→ EXERCISE TEXT
▽

Interestingly, one study found that when reviewing double-blind, the reviewers less often recommended rejection [15]. In a study conducted in Ugeskrift for Læger, a journal published by the Danish Medical Association in Danish, anonymous reviewers more often recommended rejection [14]. This is in line with our findings, but unfortunately, our study was underpowered to show statistically significant results on this issue. The only significant difference was observed for recommending major revision. A recent meta-analysis [16], including 11 RCTs, found that the double-blind peer review process was associated with a lower rate of manuscript acceptance recommendations (14.2%) than the single-blind peer review process (19.0%).

Previous studies on double-blind peer review looking at the quality of peer review reports have given variable results. One study showed that blinding improved the quality of reviews [17] but, contrary to our findings, the majority of studies has not shown any improvement associated with double-blinding [18,19,20]. Moreover, a meta-analysis [21], including 3 randomised controlled trials (RCTs), evaluating the impact of double-blinding on the quality of the peer review reports found no effect. These studies examined only journals published in English. The Danish study on Ugeskrift for Læger showed no differences in review quality between double-blind reviews and reviews in which the reviewers’ identities were revealed [14].

Limitations

The short study period which resulted to a relatively small material is a limitation of our study. It is uncertain if a larger data would have given different results, e.g., about the reviewers’ willingness to review. The time-window was limited because in March 2018 we changed our peer review platform, and the findings after that would not have been comparable to the earlier findings. On the other hand, we collected control data from two previous comparable periods, which data suggest that the changes in our peer review parameters were indeed associated with the switch. For the comparison, we chose the same months as the study months, in order to avoid seasonal variation, e.g., due to vacations of the reviewers, which might have affected the results.

Blinding probably failed in some cases, and the reviewers may have recognised the authors. Previous studies have shown that this may happen in up to 50% of cases [14,15,16], commonly due to self-citation and reviewer familiarity with authors’ work [22]. Unfortunately, we did not systematically collect data on how often our reviewers correctly guessed the identity of the authors. However, if some of the blinded reviewers had recognised the authors, this could only have diluted the findings, and the differences in the reviewer behaviour between single-blind and double-blind peer review may be even greater than those we observed.

△

→ SUPPLIED DATA

▽

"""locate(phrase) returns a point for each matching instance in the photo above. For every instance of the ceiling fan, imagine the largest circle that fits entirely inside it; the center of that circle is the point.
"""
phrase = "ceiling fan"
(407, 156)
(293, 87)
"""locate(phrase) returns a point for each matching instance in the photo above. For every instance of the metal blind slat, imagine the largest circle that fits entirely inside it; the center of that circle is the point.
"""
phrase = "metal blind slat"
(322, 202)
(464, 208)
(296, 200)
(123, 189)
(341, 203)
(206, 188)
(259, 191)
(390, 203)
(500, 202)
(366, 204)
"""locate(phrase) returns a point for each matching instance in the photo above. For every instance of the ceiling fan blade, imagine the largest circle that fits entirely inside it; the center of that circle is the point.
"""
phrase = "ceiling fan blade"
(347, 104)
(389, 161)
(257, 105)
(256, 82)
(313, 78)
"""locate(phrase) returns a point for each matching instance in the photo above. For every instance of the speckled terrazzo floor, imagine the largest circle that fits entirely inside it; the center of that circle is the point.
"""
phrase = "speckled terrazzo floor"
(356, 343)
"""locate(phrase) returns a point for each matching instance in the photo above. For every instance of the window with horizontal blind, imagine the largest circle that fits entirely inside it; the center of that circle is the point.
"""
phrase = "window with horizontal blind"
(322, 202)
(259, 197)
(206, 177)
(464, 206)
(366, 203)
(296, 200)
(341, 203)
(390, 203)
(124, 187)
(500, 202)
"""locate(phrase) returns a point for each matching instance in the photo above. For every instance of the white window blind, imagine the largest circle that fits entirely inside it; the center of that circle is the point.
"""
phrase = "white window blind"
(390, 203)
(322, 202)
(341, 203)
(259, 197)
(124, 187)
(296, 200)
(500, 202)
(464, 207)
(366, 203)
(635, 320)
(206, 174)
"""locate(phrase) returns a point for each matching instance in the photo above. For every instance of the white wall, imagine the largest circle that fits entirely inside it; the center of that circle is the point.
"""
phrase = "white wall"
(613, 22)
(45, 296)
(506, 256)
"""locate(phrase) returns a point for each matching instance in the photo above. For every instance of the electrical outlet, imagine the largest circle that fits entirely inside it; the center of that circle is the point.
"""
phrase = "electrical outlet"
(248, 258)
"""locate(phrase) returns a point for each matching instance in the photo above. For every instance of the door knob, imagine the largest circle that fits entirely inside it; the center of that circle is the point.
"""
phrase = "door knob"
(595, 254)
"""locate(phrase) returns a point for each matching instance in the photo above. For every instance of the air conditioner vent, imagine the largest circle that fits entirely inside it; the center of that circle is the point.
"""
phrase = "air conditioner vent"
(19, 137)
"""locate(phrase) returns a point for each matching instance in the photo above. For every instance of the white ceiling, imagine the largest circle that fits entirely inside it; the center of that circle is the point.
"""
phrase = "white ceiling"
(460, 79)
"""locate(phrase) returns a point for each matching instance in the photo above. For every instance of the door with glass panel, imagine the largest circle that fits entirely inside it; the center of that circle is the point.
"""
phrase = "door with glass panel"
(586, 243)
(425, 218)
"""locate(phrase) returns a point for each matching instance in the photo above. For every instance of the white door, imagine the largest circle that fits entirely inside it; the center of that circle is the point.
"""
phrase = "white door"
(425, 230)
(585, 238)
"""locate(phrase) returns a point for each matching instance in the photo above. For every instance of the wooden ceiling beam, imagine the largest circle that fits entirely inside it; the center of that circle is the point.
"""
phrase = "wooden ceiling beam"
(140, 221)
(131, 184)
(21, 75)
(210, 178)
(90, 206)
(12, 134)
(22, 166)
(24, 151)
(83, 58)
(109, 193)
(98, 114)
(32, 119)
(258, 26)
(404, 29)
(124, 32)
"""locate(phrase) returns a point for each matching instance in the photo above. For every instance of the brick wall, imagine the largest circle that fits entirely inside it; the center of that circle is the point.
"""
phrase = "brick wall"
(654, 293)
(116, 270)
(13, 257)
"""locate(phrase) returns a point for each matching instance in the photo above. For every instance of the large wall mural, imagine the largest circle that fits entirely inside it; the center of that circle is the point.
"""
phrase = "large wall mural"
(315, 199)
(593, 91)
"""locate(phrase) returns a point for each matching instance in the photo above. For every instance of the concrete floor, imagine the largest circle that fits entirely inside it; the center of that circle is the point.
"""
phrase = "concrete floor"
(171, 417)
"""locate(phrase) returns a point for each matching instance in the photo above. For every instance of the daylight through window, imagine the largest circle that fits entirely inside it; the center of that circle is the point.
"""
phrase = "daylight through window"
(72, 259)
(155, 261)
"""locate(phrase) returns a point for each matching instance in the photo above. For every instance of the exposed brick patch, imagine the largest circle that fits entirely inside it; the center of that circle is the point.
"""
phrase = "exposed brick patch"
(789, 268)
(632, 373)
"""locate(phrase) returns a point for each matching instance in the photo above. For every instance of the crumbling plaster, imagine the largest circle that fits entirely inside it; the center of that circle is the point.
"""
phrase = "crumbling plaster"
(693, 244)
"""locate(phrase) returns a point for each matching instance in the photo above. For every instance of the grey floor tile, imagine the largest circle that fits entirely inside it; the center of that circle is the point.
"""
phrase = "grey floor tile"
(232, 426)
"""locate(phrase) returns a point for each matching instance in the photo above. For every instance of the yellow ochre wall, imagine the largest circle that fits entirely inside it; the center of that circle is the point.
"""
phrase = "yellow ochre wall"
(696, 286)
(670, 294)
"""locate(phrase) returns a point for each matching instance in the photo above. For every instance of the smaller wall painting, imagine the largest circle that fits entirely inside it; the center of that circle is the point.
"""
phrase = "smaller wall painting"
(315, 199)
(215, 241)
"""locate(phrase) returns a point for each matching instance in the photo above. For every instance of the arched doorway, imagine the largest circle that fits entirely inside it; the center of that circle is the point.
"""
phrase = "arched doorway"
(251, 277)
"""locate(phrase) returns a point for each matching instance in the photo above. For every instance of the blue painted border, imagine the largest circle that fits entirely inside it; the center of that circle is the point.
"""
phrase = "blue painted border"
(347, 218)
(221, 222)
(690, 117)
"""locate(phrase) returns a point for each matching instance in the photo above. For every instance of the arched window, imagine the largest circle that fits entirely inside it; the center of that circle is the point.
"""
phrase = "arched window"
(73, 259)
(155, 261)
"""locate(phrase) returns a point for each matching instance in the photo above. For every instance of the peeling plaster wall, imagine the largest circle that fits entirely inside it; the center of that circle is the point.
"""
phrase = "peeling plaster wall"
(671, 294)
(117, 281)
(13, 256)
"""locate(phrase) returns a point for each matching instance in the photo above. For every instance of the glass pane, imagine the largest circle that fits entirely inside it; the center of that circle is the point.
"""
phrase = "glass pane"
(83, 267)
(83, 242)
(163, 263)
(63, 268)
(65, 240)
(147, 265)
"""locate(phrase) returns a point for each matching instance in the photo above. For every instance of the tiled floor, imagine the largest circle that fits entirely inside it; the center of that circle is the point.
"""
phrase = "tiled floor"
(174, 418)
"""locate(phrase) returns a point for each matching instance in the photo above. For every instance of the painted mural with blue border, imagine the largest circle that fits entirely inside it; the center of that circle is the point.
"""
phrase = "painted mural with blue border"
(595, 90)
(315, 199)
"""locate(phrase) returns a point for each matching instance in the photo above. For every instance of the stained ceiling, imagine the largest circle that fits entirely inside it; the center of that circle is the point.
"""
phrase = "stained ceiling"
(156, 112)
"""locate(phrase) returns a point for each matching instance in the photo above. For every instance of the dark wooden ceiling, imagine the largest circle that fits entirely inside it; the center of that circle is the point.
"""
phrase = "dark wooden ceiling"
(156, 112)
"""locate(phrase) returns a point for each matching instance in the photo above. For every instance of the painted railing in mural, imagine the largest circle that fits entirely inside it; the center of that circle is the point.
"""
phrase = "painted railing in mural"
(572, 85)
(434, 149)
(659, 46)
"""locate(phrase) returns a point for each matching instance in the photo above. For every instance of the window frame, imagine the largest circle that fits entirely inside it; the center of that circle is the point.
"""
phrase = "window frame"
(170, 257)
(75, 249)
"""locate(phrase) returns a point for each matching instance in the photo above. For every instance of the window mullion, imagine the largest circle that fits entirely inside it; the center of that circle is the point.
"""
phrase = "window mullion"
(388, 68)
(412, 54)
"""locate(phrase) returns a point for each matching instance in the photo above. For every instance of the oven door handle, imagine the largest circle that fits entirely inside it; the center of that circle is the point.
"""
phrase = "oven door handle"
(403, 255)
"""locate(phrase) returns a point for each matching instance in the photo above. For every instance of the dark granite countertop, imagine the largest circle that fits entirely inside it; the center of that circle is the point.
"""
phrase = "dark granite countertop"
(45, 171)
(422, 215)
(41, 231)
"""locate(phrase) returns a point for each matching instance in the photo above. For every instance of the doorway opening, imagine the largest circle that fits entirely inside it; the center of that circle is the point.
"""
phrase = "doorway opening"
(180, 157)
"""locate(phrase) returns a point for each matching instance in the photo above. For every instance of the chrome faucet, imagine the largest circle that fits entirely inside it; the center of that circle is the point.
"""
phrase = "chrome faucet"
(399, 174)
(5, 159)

△

Carry on writing the text on double-blind peer review, starting right after its last sentence. The data above are separate from the text on double-blind peer review.

Although being a validated tool [23], RQI also has limitations. While solely assessing the comments of the reviewer it cannot assess the accuracy of those comments in relation to the manuscript reviewed [24]. We modified the RQI to apply also to review manuscripts, but we did not test the reliability and validity of the modified RQI items for reviews, which is a limitation of our study. Another limitation is that we did not control for the quality of the manuscripts.

Conclusions

We found that after switching from single-blind to double-blind peer review the quality of review reports, measured using the modified RQI, improved. The double-blinded reviewers more often discussed the originality of manuscripts, and the overall quality of reviews conducted double-blind was significantly better than those conducted single-blind. When performing a double-blind review, the reviewers’ recommendations were slightly more negative than those of single-blinded reviewers’, but the difference in the distribution of recommendations was not statistically significant. However, major revision was recommended more often during the double-blind period than during the control period (33% vs 23%). The reviewers’ willingness to review did not change.

We introduced double-blind peer review to the Finnish Medical Journal, in order to tackle the power imbalance between authors and reviewers, and the biases well-known in single-blind peer review. Our results indicate that double-blind peer review is a feasible model to a journal in a small language area without major downsides.